*Problem statement*
Could you restate every line of the data word for word?

··· Available data ···

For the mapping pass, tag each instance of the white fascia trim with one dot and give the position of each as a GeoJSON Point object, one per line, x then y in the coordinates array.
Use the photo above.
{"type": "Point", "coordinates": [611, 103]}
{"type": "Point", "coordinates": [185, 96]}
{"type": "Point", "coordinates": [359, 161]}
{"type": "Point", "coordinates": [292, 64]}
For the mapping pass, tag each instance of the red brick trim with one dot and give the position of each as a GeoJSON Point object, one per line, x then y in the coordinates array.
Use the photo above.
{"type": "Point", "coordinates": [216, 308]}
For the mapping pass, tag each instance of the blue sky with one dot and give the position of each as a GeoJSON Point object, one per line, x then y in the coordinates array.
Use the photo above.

···

*Output for this exercise*
For the mapping pass, tag each instance of the white fascia trim with one dot and give the position of each as a GeoJSON Point object, one per line, x then y in the coordinates array.
Use the photo above.
{"type": "Point", "coordinates": [611, 103]}
{"type": "Point", "coordinates": [185, 96]}
{"type": "Point", "coordinates": [359, 161]}
{"type": "Point", "coordinates": [292, 64]}
For the mapping pass, tag each instance of the red brick trim with one dot and give the position of each as a GeoJSON Point object, one per line, x then y in the coordinates array.
Use the photo above.
{"type": "Point", "coordinates": [216, 308]}
For the mapping pass, tag each instance of the blue sky with one dot and give the position of each as a GeoJSON Point object, one per line, x then y in the coordinates array.
Use the photo above.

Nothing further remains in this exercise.